A working theory of Bezae’s text

The aim of this post is to outline a working theory of Bezae’s text in the gospels and Acts, starting with five well-known features of Bezae’s text:1

  1. Isolation from the Greek mainstream
  2. Old Latin parallels
  3. Parallels with ancient writers
  4. East-West exchange of readings
  5. Major variation in Acts

Isolation from the Greek mainstream

Bezae’s Greek text is (according to my provisional view) composed of three primary layers assembled at the end of the fourth century (c. 385), each layer representing a distinct source of mixture:2

  1. A Greek base, perhaps connected to the library at Caesarea
  2. A selective retroversion of Latin readings from various Old Latin source traditions
  3. An upper “scribal” layer (not actually by Bezae’s scribe)3

Bezae’s mixture of layers obscures its individual component traditions and hides its mainstream relationships: A significant side effect of layering is that Bezae’s text as a whole appears isolated from the mainstream tradition.4 But if we partition Bezae’s readings into natural layers, these individual layers can be related to the mainstream tradition.5 So when Old Latin and “singular” readings are set aside, Bezae has a very mainstream Greek text, with parallels to Family 1, Origen, and other texts associated with Caesarea.

— AIM —
Retype the post on Bezae's text from "1. A Greek base, perhaps connected" up to and including "associated with Caesarea.".

— DATA LINES —
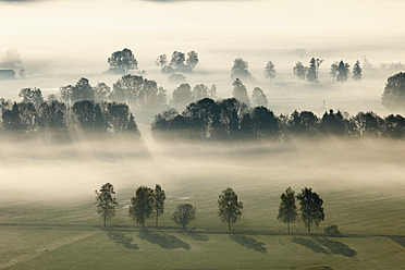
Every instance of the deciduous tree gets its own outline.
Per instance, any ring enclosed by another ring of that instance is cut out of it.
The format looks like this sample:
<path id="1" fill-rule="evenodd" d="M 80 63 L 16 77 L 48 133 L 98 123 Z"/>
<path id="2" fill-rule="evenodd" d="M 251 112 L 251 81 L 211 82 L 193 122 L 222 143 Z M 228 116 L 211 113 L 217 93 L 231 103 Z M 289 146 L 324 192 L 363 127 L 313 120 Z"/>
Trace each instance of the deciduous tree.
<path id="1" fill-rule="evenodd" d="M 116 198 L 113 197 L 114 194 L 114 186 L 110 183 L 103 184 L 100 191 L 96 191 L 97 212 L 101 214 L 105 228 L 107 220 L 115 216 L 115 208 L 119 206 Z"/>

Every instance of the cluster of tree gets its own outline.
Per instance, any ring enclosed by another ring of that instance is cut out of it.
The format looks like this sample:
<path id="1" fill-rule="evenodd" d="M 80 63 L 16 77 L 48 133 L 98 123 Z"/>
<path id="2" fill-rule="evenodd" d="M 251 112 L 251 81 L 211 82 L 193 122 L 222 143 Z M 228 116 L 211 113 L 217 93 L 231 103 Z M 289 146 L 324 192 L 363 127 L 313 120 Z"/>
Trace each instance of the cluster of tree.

---

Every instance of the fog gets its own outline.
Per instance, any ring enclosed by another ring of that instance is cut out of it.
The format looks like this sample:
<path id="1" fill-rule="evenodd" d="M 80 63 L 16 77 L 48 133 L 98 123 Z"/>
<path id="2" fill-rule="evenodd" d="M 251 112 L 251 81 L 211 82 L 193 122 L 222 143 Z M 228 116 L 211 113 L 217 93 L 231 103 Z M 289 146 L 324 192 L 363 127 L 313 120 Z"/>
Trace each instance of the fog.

— WRITTEN ANSWER —
1. A Greek base, perhaps connected to the library at Caesarea
  2. A selective retroversion of Latin readings from various Old Latin source traditions
  3. An upper “scribal” layer (not actually by Bezae’s scribe)3

Bezae’s mixture of layers obscures its individual component traditions and hides its mainstream relationships: A significant side effect of layering is that Bezae’s text as a whole appears isolated from the mainstream tradition.4 But if we partition Bezae’s readings into natural layers, these individual layers can be related to the mainstream tradition.5 So when Old Latin and “singular” readings are set aside, Bezae has a very mainstream Greek text, with parallels to Family 1, Origen, and other texts associated with Caesarea.